#### Tarefa proposta A
Liste todas as pessoas, santos incluídos, que aparecem pelo nome no trecho sobre os tupinambá e a Amazônia colonial.

#### Trecho do texto
As prédicas de frei Cristóvão de São José

      Desinteressados de estudos etnológicos e outras ciências do Homem, nossos historiadores embalaram-se no milagre de Santo Antônio em favor das armas luso-brasileiras no rio das Amazonas. No Rio de Janeiro, São Sebastião já tinha dado uma mãozinha a Estácio de Sá e toda a velha história de Portugal é um grande milagre. Todavia, estadistas não têm chance de firmar jurisprudência na ONU e outros foros internacionais sobre base maravilhosa e tão querida a brasileiros e aos irmãos portugueses. Sobretudo, quanto se trata de discutir direitos sobre a cobiçada Amazônia disputada pelo bem da humanidade. Destarte, será melhor alguma alternativa ao milagre do santo que deu nome ao forte Santo Antônio de Gurupá (1623) e a incrivel conversão dos vingativos tupinambá à causa teológica da Contra-Reforma. Assunto que daria inveja à conversão do bárbaro Clóvis. Ainda mais, porque os rixentos índios não tinham curado todas feridas da revolta e repressão de 1619. Assim mesmo, em 1623 e anos seguintes, eles lutaram como diabos contra posições holandesas e inglesas… Hereges que, evidentemente, ao contrário dos lusitanos, nunca ofenderam aos bravos tupinambá. Há um mistério antropológico nisso tudo. Que se resolveria, talvez, se soubessemos de um ódio maior nutrido entre os tupinambá da Terra-Firme (continente) e os “Nheengaíba” [Nuaruak] das Ilhas…

 
Espaço vazio

      Vegetando à sombra do Forte levantado em taipa e paliçada por índios e colonizadores juntos, a Cidade do Pará na segunda metade do século XVII contava só 80 moradores, noves foras os padres, escravos e índios… Índio não se conta como morador de cidade. Por “índio” significa dizer bicho do mato autossuficiente, vivendo seus costumes fora de controle dos brancos.

 
o bicho homem e o desafio de seu ecodesenvolvimento

      Quando índio se batiza, aprende a falar língua de branco e toma nome cristão-novo, já não é mais índio. Claro, o verdadeiro nome do “índio” só os Parentes da aldeia natal sabem: é código secreto de coesao familial que liga o humano ao “centro” do mundo local… Mas porém, jamais o catecúmeno será branco nem que chova canivete… Passa a ser tapuio, doméstico. Tapuia é índio brabo, avô do caminho para a Terra sem males: inimigo de todo e qualquer invasor da terra ancestral…

 
quem conquista quem, cara pálida?

#### Dados da tarefa
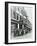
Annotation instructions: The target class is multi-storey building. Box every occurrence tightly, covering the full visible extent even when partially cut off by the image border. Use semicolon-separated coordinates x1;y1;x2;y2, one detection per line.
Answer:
11;7;32;36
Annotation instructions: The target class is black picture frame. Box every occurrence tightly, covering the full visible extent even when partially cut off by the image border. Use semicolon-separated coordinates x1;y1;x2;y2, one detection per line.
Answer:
5;2;36;44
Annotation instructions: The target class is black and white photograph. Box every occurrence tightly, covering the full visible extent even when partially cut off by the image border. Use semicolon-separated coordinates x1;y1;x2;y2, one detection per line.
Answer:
7;3;36;43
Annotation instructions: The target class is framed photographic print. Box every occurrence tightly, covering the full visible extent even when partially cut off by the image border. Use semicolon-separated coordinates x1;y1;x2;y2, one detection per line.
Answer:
5;2;36;44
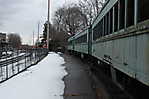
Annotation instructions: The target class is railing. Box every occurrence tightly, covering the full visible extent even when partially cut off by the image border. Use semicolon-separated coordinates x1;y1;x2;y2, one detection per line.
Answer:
0;48;48;83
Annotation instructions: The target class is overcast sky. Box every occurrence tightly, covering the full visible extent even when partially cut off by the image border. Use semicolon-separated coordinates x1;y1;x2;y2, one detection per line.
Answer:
0;0;76;44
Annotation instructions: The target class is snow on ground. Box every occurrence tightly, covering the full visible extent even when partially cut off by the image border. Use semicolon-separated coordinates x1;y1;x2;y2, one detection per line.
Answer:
0;52;67;99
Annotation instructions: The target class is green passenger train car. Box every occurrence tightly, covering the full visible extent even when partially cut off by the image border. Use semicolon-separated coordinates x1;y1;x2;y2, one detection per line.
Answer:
69;0;149;86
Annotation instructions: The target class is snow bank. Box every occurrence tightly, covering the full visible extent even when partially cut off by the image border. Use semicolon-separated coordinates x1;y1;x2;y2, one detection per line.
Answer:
0;52;67;99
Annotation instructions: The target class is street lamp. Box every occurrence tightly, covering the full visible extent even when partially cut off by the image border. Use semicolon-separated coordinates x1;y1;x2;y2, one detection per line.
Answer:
47;0;50;49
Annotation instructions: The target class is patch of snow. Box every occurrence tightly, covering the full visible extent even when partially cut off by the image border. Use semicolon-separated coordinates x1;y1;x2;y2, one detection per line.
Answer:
0;52;67;99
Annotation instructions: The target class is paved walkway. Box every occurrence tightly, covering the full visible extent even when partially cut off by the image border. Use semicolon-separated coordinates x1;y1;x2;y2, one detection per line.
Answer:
63;55;96;99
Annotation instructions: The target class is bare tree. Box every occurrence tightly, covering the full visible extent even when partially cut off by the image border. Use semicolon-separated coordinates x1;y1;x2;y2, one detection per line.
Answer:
78;0;105;25
54;4;87;34
8;33;22;48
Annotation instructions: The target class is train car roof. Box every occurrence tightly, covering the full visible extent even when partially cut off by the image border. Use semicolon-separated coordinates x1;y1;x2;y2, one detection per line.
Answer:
92;0;118;28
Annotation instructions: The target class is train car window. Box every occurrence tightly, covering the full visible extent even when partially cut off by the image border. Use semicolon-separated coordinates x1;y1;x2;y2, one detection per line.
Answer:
120;0;125;29
127;0;134;27
114;2;118;32
103;16;106;36
138;0;149;22
110;9;113;34
93;20;103;40
107;13;110;35
93;25;98;40
75;34;87;43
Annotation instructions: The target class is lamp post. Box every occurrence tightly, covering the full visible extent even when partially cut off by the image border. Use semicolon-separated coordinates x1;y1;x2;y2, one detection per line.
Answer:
47;0;50;49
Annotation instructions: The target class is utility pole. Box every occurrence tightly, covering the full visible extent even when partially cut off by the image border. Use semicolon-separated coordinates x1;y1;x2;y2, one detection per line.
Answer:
47;0;50;49
37;22;40;43
33;31;34;46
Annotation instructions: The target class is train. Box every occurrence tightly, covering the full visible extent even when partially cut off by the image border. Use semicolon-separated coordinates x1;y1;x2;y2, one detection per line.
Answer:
67;0;149;89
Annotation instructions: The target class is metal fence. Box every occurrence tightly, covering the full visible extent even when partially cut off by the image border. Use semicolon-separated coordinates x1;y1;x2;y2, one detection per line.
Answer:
0;48;48;83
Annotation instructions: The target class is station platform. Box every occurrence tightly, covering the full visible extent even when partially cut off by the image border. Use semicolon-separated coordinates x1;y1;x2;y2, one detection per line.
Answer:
63;54;97;99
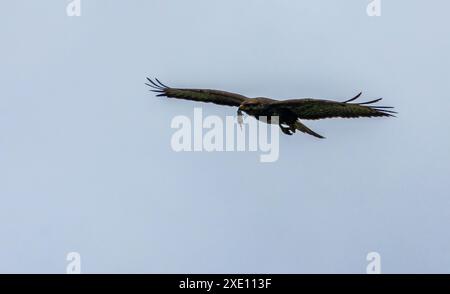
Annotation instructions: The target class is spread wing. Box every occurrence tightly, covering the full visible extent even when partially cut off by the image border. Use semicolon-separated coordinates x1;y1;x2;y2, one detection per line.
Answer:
146;78;247;106
269;93;396;119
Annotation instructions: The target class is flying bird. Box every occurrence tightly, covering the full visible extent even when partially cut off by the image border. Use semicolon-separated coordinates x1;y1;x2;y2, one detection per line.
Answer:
145;78;396;139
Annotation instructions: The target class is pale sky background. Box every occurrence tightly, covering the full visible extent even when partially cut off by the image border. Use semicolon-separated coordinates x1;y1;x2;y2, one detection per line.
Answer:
0;0;450;273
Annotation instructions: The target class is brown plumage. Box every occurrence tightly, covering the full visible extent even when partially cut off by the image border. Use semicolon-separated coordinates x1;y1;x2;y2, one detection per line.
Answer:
146;78;396;138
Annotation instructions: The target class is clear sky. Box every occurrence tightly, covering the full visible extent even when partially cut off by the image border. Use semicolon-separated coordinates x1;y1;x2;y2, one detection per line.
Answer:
0;0;450;273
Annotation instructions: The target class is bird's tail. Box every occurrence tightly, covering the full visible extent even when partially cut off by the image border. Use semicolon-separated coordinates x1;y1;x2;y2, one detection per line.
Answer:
294;121;325;139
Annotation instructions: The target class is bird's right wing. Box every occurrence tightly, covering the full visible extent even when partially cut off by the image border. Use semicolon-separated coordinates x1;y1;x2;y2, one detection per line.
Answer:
268;93;396;119
146;78;247;106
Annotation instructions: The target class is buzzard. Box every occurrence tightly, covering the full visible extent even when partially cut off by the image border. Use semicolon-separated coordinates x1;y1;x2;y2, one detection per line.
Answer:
145;78;396;139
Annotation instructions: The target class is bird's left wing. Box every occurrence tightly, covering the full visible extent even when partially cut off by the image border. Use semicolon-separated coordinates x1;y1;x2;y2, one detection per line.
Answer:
268;93;396;119
146;78;247;106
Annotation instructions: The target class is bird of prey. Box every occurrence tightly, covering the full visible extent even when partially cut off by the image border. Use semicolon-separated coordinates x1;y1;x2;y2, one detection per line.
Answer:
145;78;396;139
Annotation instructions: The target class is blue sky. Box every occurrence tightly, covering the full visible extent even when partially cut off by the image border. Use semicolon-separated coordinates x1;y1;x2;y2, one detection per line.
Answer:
0;0;450;273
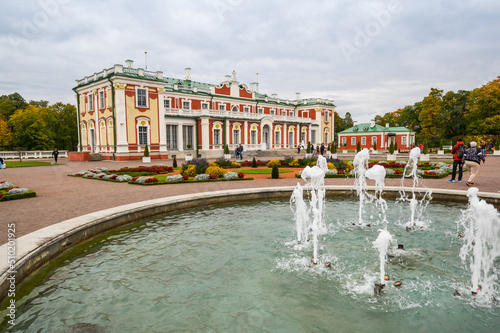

#### Tarefa proposta B
Reproduza, nos registros, tudo o que vai da linha que contém "Annotation instructions: The target class is snow bank." até a linha que contém "63;55;96;99", com as duas incluídas.

#### Resultado do exercício A
frei Cristóvão de São José
Santo Antônio
São Sebastião
Estácio de Sá
Clóvis

#### Resultado do exercício B
Annotation instructions: The target class is snow bank. Box every occurrence tightly, covering the full visible extent even when partially cut off by the image border. Use semicolon-separated coordinates x1;y1;x2;y2, one detection per line.
Answer:
0;52;67;99
Annotation instructions: The target class is street lamp. Box every occurrence tightly, covering the full visible extent even when partially cut off by the image border. Use semicolon-separated coordinates x1;y1;x2;y2, one detection per line.
Answer:
47;0;50;49
Annotation instructions: The target class is patch of snow. Box every occurrence tightly, covering the full visible extent even when partially cut off by the image border. Use semicolon-separated coordinates x1;y1;x2;y2, one detection per line.
Answer:
0;52;67;99
Annotation instructions: The target class is paved walkway. Box every occurrence tightly, covering the full visible extent even when partially cut off by the image border. Use semicolon-separated coordinates x1;y1;x2;y2, one detection per line.
Answer:
63;55;96;99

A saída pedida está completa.